## TEXTO DE LEITURA:
• • • • • • •

No mês seguinte, a comissão do Senado dá andamento ao cortejo e, no dia 12 de maio, o plenário da Casa afasta Dilma Rousseff para que seu vice, Michel Temer, passe a ocupar interinamente o Palácio do Planalto. O Senado teria 180 dias de prazo para sacramentar o golpe, mas o consolidou mais rapidamente.
Em 31 de agosto, a presidenta eleita com 54 milhões de votos foi deposta, sem provas nem crime de responsabilidade, e definitivamente substituída por Temer. E as consequências dessa data para as mais diversas áreas de funcionamento do país inspiram a série de reportagens que a RBA passa a publicar a partir de hoje.
Reeleita em 2014 para um segundo mandato, Dilma derrotou nas urnas pela quarta eleição consecutiva, desde 2002, o projeto neoliberal então representado pelo finado PSDB de Aécio Neves. Apanhando da mídia desde a década anterior, o que seria o quarto mandato petista no Planalto deparou com um turbilhão de ataques concentrados desde as manifestações de junho de 2013.
O movimento popular nasceu modesto, contra o aumento de passagens de ônibus, e acabou rapidamente sequestrado pelas forças ocultas do poder econômico. Foi o nascedouro da serpente fascista criada com a sintonia entre os meios comerciais de comunicação e a então emergente indústria de fake news disseminada pelas redes sociais.
Como a própria presidenta observou recentemente, a democracia e o neoliberalismo não se bicam. Para que este se impusesse novamente como regente da República, foi necessário o uso violento dos sistemas de justiça, político e dos meios de comunicação disponíveis.
Tanto é que, pouco satisfeitas com o golpe de 2016, essas mesmas forças encaminharam a sua continuidade por meio da farsa eleitoral de 2018 – a que levou o Luiz Inácio Lula da Silva para a prisão em tempo recorde, sem crime e sem provas, para que Jair Bolsonaro vencesse.
O que se observou nos três anos completados neste 31 de agosto jamais teria sido viabilizado por vias democráticas, com debates transparentes para livre escolha da população, indignada e hipnotizada pelo discurso do suposto combate à corrupção por meio da qual o PT teria quebrado o Brasil.
Até quando?

• • • • • • •

## O QUE FAZER:
**1.** Liste todas as pessoas citadas pelo nome no texto sobre o afastamento de Dilma Rousseff.
**2.** Retome o texto sobre o afastamento de Dilma Rousseff logo após a pergunta final.

## AMOSTRA DE DADOS:
• • • • • • •

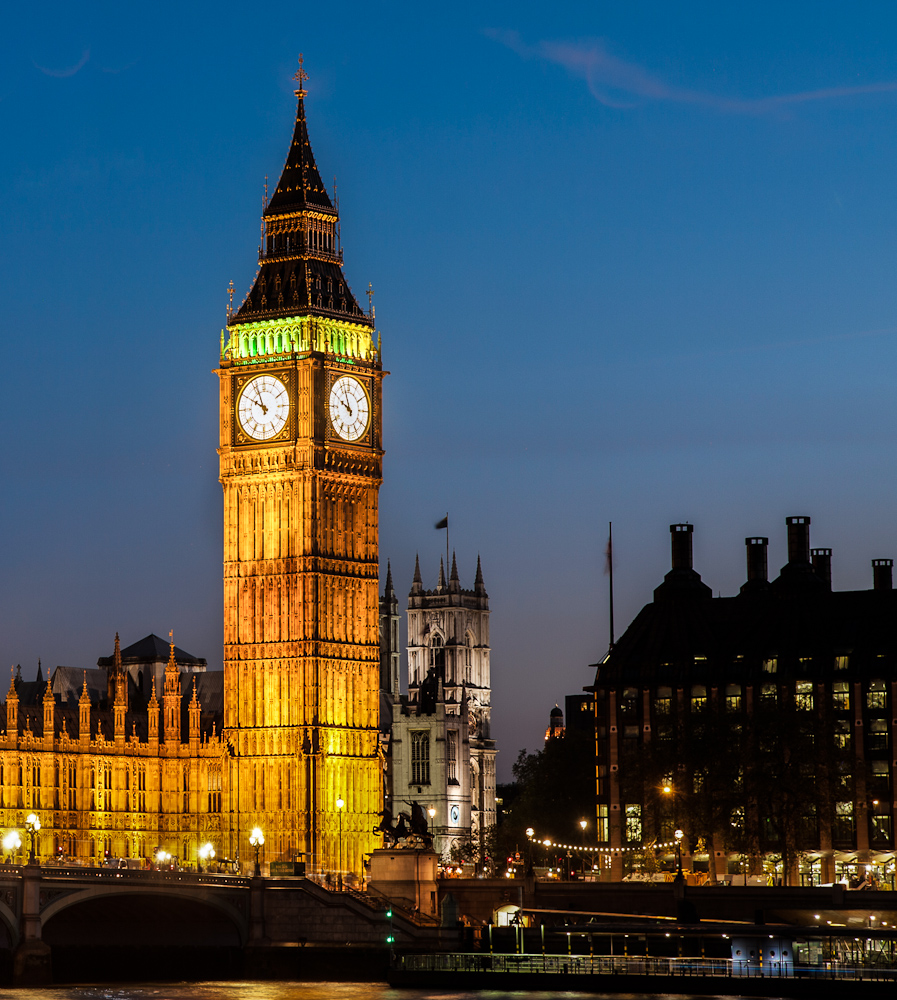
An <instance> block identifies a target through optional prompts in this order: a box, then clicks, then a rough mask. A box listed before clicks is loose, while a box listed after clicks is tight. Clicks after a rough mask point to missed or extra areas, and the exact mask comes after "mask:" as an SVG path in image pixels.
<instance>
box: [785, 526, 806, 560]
mask: <svg viewBox="0 0 897 1000" xmlns="http://www.w3.org/2000/svg"><path fill="white" fill-rule="evenodd" d="M785 524H787V525H788V562H790V563H798V562H809V561H810V519H809V518H808V517H786V518H785Z"/></svg>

• • • • • • •

## RESPOSTAS EM ORDEM:
**1.**
Dilma Rousseff
Michel Temer
Aécio Neves
Luiz Inácio Lula da Silva
Jair Bolsonaro

**2.**
O Brasil que começou a ser gestado em 2003, com a eleição de Lula, tinha como meta a inclusão social, e esta como motor do fortalecimento do mercado interno e do desenvolvimento nacional. O resultado que levou ao pleno emprego com crescimento econômico fortaleceu o Brasil que, naqueles anos, foi responsável por elaborar uma política interna e internacional que incomodou as estruturas reinantes desde 1500, com raros intervalos democráticos e de avanços civilizatórios.
Retirada do país do mapa da fome da ONU, criação dos Brics, fortalecimento do Mercosul, assento na direção do FMI e no comando na Organização Mundial do Comércio. O Brasil parecia deixar, gradual e seguramente, o passado de colonizado. Começava a trilhar uma trajetória de liderança mundial que levou Lula a ser reconhecido como “o cara” pelo presidente norte-americano Barack Obama, numa reunião do G20, em abril de 2009.
Três anos após o golpe, o Brasil enfrenta o pior momento de sua frágil democracia. Os Estados Unidos voltaram a ser referência para as decisões tomadas em terras brasileiras. Chegam a “indicar” o filho do presidente como embaixador. A soberania popular atropelada pela desinformação e por uma classe política que retrocede aos métodos dos anos 1950.
A soberania nacional é assombrada pela desmonte do aparelho estatal, com venda a preço de banana ou sucateamento de ativos públicos fundamentais para uma nação desenvolvida.
As reportagens que estão por vir têm por objetivo lembrar o país que fomos. Mostrar para onde estamos indo. E alertar para o que ainda podemos ser. Do golpe de 2016 ao caos representado pelo inacreditável governo de Jair Bolsonaro, o Brasil saiu dos trilhos e uma parte do povo brasileiro acompanha, entre incrédulo e desesperado, os estragos que consumirão décadas de reconstrução.
Uma outra parte, porém, ainda não se deu conta de associar e lei que escancarou as terceirizações ao golpe. E a reforma trabalhista que destruiu direitos a pretexto de criar empregos, e acabou foi destruindo. Foram 7 milhões de vagas extintas até aqui, desde 2014. E os empregos que se abrem são precários e mal pagos.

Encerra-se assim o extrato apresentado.